▸ **ЧТО СДЕЛАТЬ**
(1) Ответьте по интервью с Максимом Виторганом:
(а) Кем он известен широкой аудитории?
(б) Какой город он посетил в момент социальной напряжённости?
(в) Какими тремя качествами, по его словам, обладает Ксения Собчак?
(2) Перескажите списком абзац интервью с Максимом Виторганом, начинающийся словами «– Политик – тот, для кого это профессия». Сохраните главные факты.
(3) Продолжите интервью с Максимом Виторганом после его последней реплики.

▸ **ТЕКСТ**
=======

Максим ВИТОРГАН родился в актёрской семье и пошёл по стопам родителей. Широкой аудитории он известен как диджей Макс из «Дня выборов», а эстетам – как актёр чеховского театра. В последнее время Максим также прославился активным участием в протестном движении: отслеживал и обнародовал фальсификации выборов, выступал на митингах, посетил Астрахань в момент социальной напряжённости.
Неудобная мода
– На наше предложение поговорить о политике вы сказали, что не политик. Где грань между политиком и общественным деятелем?
– Политик – тот, для кого это профессия. Кто стремится избираться или назначаться в органы государственного управления, кто продумывает пути развития государства. И этим зарабатывает себе на жизнь и людям на радость. У меня же профессия несколько иная, хотя и мне платят за доставляемое людям удовольствие. Но это удовольствие и деньги другого порядка. Так что в политическом контексте со мной можно говорить только как с человеком и гражданином, у которого есть право выбирать себе политическую власть путём открытых, честных, демократических выборов. Как-то так, по-моему, я в книжке читал. «Конституция» называется.
– Некоторые считают, что протест нынче – модный тренд. В пример приводят Ксению Собчак.
– Во-первых, я не против того, чтобы Собчак приводили в пример, она кажется мне человеком умным, искренним и смелым. Я понимаю, что после этих слов многие порвали газету на мелкие кусочки и съели. Остальным же хочу сказать: друзья, попробуйте сами! И на собственном опыте узнайте, из чего можно извлечь больше выгоды – из протеста или из лояльности.
Какой, на ваш взгляд, будет реакция продюсеров на нелестные мои высказывания о власти (а я нет-нет да где-нибудь что-нибудь ляпну)? Вариант первый: «О, я вообще-то хотел на эту роль другого артиста, но возьму Виторгана за его гражданскую позицию». Вариант второй: «О, я хотел Виторгана взять, но лучше не рисковать, мне же ещё фильм на канал продавать». Какой вариант кажется вам более реальным? Во-во! Я бы с удовольствием не занимался протестом этим, но мне людей жалко. Они же сограждане мои.
– Народ вам сказал, что страдает, или вы сами так решили?
– Совсем необязательно, чтобы народ мне об этом говорил. Я, между прочим, и сам – народ. Униженный человек есть униженный человек, независимо от того, осознаёт ли он своё унижение. Мы все униженные и оскорблённые. Ложью и беззаконием, возведёнными в ранг государственной политики. И если кто-то не видит, к примеру, связи между свободой информации и размером пенсии или наличием независимого суда и чистотой в подъезде, то это не значит, что этой связи нет.

=======

▸ **ДАННЫЕ**
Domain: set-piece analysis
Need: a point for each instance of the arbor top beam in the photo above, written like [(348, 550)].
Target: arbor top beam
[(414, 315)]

=======

▸ **ОТВЕТЫ**
(1)
(а) Диджеем Максом из «Дня выборов».
(б) Астрахань.
(в) Она кажется ему умным, искренним и смелым человеком.

(2)
- Политик — тот, для кого это профессия: он стремится избираться или назначаться в органы государственного управления, продумывает пути развития государства и этим зарабатывает на жизнь.
- У Виторгана профессия иная. Ему тоже платят за удовольствие, которое он доставляет людям, но это удовольствие и деньги другого порядка.
- Поэтому о политике с ним можно говорить только как с человеком и гражданином. У него есть право выбирать власть на открытых, честных, демократических выборах, о чём сказано в Конституции.

(3)
– Классик писал, что радеющая за народ интеллигенция отворачивается от народа, если тот не соответствует её представлениям о нём.
– В этом есть правда, сохраняющаяся по сей день. Находясь в Астрахани, я общался с разными людьми, и реагировали они по-разному. Каждый по-своему справляется с происходящим. У кого-то – апатия (всё равно, мол, ничего не исправить), у кого-то, кто верит телевизору, – агрессия по отношению к протестующим. Конечно, есть повод для уныния – я борюсь с ним ежедневно. Не уверен, что меня надолго хватит. Не хочу жаловаться – это мой выбор, и никто меня не заставляет. Но достаточно тяжело находиться на таких позициях: бессильная злоба охватывает, беспросветность. Это очень громко звучит, даже неловко это произносить, однако я нашёл для себя зацепку. С людьми надо общаться, разговаривать. Даже если они плохо относятся к тебе, к твоей позиции. Я изо всех сил стараюсь не только не отвечать на хамство хамством, но перетянуть человека на другой уровень, другой тон общения. Это, конечно, требует серьёзных усилий и удаётся не всегда, но когда удаётся – тогда становится ясно: они тебе не противники. Они хотят того же самого, просто иначе это ощущают и формулируют. В главном мы сходимся.
Враг поневоле
– Значит, не обижаетесь на непонимание?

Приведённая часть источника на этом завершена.